### Requirements
Copy the listing starting at the line that contains "Target: tractor front wheel" and stopping at the end of the listing, renaming "felled log" to "fallen log" and keeping everything else unchanged. Leave the pictures out.

### Data for the task
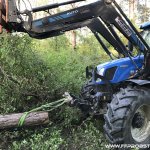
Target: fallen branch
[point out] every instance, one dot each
(33, 119)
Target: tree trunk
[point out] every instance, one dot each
(33, 119)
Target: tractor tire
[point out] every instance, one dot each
(127, 120)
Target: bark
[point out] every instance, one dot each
(33, 119)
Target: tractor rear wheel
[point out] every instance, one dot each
(127, 120)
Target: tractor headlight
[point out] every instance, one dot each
(101, 71)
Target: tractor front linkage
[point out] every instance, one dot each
(118, 89)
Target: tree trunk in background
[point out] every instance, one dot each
(74, 39)
(33, 119)
(132, 9)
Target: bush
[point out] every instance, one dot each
(36, 72)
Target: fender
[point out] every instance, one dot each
(139, 82)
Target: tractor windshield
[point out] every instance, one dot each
(146, 36)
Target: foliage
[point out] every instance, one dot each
(33, 73)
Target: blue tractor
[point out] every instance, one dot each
(118, 89)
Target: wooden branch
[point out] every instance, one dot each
(33, 119)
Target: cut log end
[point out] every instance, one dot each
(32, 119)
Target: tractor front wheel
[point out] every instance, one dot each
(127, 120)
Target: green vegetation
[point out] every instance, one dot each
(34, 72)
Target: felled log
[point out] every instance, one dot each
(32, 119)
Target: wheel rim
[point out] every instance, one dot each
(140, 128)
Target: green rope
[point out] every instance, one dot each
(51, 106)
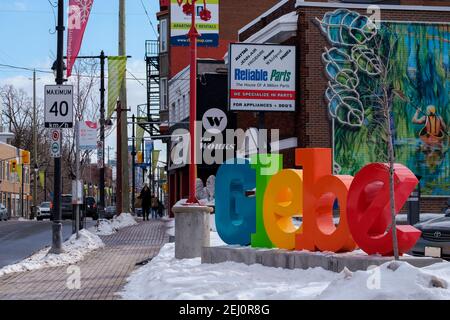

### Response to this task
Target: tractor front wheel
[point out] every instance, one dot each
(127, 120)
Target: green vegetation
[point out] every instance, one dot each
(34, 72)
Target: fallen log
[point out] every instance, one dot each
(32, 119)
Target: wheel rim
[point out] every instance, one dot each
(140, 128)
Target: green rope
[point out] every instance, one dot each
(51, 106)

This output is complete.